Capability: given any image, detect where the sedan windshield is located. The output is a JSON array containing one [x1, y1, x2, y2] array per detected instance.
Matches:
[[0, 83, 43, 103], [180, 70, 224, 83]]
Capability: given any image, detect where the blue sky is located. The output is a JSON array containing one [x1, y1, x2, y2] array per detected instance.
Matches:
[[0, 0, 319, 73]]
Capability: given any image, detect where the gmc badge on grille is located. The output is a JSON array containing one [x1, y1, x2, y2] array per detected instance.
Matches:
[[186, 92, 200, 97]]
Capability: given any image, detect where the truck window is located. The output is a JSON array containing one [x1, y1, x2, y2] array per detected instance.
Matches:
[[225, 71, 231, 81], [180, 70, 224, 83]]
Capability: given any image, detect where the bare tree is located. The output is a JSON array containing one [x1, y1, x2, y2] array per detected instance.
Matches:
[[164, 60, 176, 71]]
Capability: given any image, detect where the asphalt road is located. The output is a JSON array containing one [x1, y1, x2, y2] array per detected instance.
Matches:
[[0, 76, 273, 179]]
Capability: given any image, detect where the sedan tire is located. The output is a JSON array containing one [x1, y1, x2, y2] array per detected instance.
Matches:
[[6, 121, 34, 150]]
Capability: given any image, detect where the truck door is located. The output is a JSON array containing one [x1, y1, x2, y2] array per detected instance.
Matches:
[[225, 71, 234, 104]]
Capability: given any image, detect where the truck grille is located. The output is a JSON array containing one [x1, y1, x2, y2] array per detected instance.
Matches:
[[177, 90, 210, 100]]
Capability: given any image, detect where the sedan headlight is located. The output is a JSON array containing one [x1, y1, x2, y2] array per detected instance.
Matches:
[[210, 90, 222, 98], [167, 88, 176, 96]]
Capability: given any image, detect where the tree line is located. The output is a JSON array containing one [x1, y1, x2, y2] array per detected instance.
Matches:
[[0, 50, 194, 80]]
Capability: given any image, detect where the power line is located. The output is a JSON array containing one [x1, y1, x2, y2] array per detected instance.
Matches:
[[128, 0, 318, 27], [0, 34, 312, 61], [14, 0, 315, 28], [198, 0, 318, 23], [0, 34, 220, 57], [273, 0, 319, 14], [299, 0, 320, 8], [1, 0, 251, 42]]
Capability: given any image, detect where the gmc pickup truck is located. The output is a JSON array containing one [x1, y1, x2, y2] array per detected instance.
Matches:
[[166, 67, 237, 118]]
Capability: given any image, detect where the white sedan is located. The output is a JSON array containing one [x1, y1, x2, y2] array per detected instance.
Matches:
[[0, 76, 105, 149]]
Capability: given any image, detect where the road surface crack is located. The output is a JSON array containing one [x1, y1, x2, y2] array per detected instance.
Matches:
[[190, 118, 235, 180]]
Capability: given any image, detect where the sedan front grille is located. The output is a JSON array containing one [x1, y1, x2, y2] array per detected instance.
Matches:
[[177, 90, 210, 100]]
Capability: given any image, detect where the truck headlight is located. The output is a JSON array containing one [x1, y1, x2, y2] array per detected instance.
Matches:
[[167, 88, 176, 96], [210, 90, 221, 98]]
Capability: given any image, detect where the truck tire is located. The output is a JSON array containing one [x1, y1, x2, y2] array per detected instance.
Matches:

################

» **WORK TO BE COMPLETED**:
Which lines run from the one containing "Capability: given any image, detect where the gmc pickup" to the end of the entries above? Print them exactly, both ends included, and nothing else.

» **EXERCISE OUTPUT**:
Capability: given any image, detect where the gmc pickup truck is located. The output is a JSON array containing one [x1, y1, x2, y2] array per detected instance.
Matches:
[[166, 67, 237, 118]]
Capability: given any image, detect where the white sedan is located. The output is a JSON array containing one [x1, y1, x2, y2] array per detected instance.
Matches:
[[0, 76, 105, 149]]
Capability: given any image, detect where the road surface crack is located. The output is a JSON array containing one [x1, y1, x2, y2] array per detected instance.
Matches:
[[190, 118, 235, 180]]
Capability: given any image, detect where the sedan front grille is located. The output is a JSON array containing one [x1, y1, x2, y2] array per detected instance.
Matches:
[[177, 90, 210, 100]]
Capability: given any image, detect where the truck headlight is located. The output is a JSON array containing one [x1, y1, x2, y2] array per detected instance.
Matches:
[[167, 88, 176, 96], [210, 90, 221, 98]]
Capability: given any image, detect where the truck tire is located. The output is a JSON array containing one [x1, y1, x2, y2] array per detected instance.
Matches:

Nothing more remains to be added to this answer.